§ Exercise passage
——
2016-06-30
We start our final day by breaking Brian out of the hospital. Outside, we take photos of him, still in his gown, with the hospital in the background. Justin teaches the group that no hospital stay is complete without lifting the extra gown, a surgical mask and some electrodes, which can stylishly adorn the face. It is a happy reunion.

We spend the day visiting Balboa Park in San Diego and playing a cutthroat game of Marco Polo in the pool. My parents, who live nearby, host a cook out for dinner. They are as impressed with the group as I am.

After dinner, we gather for our final reflection. I ask the students to share what they feel is sacred in their lives. Joung is wonderfully honest. She tells the group she thought she should bring a Bible to read on the trip, but she confessed that although the Bible had played an important part in her life, it was not what was most important to her day to day. She pulled out her organizer, which overflows with photos of friends and family. It is they who truly helped her live better, she explained.
——
§ Material shown
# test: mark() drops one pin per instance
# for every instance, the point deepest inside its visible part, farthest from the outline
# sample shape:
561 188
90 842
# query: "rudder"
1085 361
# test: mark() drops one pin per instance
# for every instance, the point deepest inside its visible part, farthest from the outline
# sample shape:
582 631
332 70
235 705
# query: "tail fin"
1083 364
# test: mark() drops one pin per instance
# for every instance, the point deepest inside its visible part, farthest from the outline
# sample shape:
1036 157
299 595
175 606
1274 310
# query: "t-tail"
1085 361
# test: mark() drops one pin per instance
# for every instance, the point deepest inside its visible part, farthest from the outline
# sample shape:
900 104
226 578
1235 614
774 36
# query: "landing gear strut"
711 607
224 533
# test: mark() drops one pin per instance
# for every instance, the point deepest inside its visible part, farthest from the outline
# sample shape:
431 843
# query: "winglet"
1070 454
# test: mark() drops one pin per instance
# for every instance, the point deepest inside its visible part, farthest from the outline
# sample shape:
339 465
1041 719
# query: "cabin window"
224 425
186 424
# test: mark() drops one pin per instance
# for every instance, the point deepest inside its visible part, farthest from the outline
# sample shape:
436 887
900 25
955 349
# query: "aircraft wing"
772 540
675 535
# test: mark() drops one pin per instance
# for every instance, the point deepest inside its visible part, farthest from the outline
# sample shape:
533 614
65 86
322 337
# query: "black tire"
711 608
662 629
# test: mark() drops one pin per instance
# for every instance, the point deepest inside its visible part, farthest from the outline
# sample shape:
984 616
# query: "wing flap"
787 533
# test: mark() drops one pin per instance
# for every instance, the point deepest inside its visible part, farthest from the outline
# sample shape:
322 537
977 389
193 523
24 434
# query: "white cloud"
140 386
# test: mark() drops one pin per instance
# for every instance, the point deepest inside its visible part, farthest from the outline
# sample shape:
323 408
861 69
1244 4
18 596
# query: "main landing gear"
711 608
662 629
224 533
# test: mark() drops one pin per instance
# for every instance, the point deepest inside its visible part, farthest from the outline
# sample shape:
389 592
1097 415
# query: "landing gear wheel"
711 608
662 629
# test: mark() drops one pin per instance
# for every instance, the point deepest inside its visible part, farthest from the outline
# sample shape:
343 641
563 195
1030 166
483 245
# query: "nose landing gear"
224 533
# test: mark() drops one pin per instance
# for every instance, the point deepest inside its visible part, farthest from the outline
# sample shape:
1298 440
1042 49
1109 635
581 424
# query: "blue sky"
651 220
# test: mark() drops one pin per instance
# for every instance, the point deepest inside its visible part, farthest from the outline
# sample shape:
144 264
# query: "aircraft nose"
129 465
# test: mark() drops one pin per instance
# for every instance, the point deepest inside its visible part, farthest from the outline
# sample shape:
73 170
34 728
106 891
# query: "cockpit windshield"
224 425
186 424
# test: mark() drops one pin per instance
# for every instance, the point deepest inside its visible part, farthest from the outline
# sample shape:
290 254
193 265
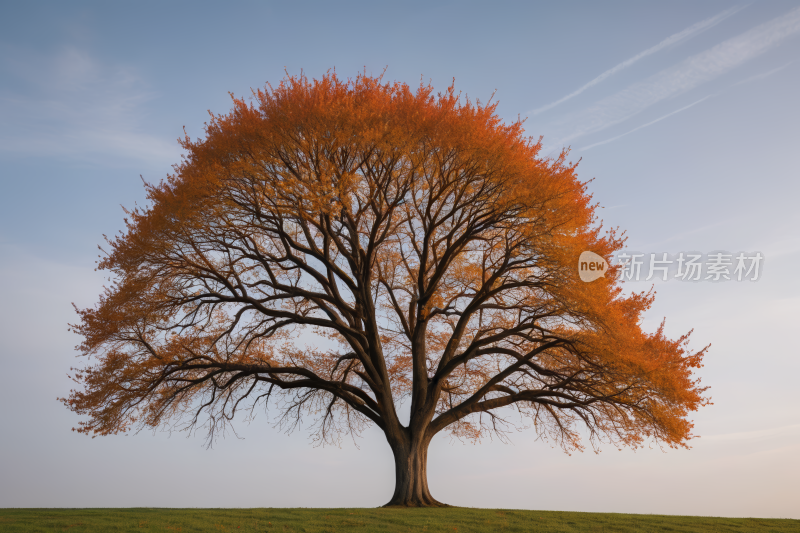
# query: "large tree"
362 253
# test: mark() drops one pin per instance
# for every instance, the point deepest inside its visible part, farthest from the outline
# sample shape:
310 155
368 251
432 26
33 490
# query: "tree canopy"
362 253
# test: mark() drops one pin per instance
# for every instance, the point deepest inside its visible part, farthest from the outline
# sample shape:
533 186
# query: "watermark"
591 266
684 266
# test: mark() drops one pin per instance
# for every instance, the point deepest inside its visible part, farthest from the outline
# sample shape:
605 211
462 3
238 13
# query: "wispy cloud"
689 32
762 75
71 105
659 119
676 80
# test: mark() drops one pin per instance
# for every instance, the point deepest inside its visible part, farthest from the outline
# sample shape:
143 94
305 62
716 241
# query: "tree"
340 248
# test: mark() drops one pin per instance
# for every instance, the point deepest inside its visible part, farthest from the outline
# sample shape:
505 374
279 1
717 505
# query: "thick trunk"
411 475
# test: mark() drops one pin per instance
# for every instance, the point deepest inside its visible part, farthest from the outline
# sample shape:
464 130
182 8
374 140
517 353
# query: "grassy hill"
458 520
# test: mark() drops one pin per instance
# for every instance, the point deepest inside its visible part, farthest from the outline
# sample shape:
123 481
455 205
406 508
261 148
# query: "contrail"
673 39
683 77
612 139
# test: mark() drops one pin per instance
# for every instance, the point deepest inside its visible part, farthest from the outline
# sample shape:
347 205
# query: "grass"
454 520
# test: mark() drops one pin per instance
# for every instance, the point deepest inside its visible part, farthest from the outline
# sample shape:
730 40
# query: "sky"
684 115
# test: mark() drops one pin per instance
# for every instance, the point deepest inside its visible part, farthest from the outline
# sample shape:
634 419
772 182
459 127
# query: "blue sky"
685 114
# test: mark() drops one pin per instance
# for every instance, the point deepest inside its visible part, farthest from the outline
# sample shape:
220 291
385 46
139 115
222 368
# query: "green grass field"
460 520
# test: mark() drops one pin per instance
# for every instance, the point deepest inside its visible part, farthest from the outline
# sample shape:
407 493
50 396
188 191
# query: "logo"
591 266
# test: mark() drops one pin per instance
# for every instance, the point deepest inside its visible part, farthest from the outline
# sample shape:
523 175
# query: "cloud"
612 139
689 32
70 105
689 74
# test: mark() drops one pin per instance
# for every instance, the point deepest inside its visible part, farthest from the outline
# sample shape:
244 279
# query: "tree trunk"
411 475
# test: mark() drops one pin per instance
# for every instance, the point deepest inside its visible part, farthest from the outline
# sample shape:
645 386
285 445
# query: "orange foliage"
342 246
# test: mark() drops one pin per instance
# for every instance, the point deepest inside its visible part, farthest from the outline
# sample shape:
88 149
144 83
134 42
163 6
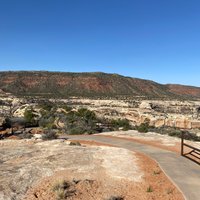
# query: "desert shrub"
120 123
143 127
86 114
25 136
47 106
76 131
75 144
191 136
30 116
66 108
49 135
80 122
62 190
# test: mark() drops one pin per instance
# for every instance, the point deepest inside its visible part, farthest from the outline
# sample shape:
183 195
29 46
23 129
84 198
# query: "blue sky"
151 39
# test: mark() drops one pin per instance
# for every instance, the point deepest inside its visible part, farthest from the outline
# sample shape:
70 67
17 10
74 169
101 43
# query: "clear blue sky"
150 39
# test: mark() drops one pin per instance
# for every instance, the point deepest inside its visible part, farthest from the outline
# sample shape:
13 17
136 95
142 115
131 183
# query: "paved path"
184 173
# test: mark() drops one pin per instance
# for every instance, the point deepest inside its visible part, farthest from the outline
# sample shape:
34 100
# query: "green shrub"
49 135
62 190
120 123
29 115
75 144
143 127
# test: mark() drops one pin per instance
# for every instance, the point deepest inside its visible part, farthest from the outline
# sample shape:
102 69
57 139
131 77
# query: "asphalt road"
184 173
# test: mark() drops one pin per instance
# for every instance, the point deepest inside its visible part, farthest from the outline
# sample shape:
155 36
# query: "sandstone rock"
145 105
159 123
195 124
183 123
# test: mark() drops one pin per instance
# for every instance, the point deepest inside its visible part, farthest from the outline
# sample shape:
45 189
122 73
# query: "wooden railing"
193 154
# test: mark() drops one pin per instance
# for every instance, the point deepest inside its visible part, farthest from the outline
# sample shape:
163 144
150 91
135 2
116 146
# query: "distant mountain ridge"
65 84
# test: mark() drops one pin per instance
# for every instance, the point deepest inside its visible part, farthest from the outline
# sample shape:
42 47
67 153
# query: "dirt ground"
153 185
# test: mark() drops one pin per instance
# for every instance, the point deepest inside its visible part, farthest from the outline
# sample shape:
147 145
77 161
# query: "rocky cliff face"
89 85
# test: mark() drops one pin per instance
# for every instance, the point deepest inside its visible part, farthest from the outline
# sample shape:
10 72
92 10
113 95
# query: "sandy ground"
30 170
151 138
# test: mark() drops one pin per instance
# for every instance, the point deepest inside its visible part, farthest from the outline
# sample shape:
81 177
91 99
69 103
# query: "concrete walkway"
183 173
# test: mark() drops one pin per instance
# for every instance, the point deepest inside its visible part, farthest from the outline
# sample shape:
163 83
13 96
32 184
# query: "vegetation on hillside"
58 85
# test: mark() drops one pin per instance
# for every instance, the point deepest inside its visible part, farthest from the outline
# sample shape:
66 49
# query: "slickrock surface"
30 169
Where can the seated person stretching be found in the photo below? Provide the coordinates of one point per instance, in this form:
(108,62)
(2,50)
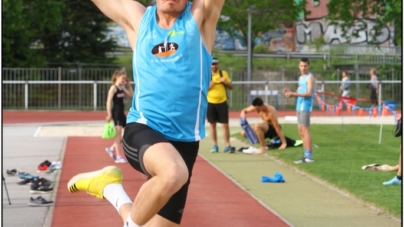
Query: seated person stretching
(269,128)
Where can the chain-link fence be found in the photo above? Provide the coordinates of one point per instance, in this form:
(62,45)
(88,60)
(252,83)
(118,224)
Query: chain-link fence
——
§ Problems and tasks
1. In the journal entry, who hosts the cookout for dinner?
2. Carry on the journal entry about the group's final day, starting right after its last sentence.
The material has no connection to the journal entry.

§ Outputs in order
1. The writer's parents, who live nearby.

2.
The same was true of Erin. She showed photos of her family and boyfriend. While her family didn't exhibit affection in an explicit way, she loves them for what she knows is on the inside--who they are, even when they don't always show it. Though this is a very difficult way to love, it's a very sacred way as well.

We went around the room each sharing memories from the trip: Eduardo's tears when we were leaving, Lupita and her family, whose house it was we had helped build, the endless chain of buckets of wet cement, the fear and relief in the hospital, moments of tenderness and love during reflection, mended friendships, existing friendships deepened, and new friendships formed.

This diary was entitled "Changing the Picture" because mission trips force us for a little while to see the world in a different way. The final night, Justin spoke of the sedated feeling he had coming back into the familiarity of the United States, leaving behind his more observant, aware self in Mexico. We spoke of blessings and the way we'd come to appreciate all that they had.

Being exposed to poverty had caused some in the group to conclude that material wealth was meaningless outside of the support of family and friends. The question: What can I do? was raised, but left unresolved. Each will wrestle with that dillema throughout their lives. The experience taught us, however, that we must do something.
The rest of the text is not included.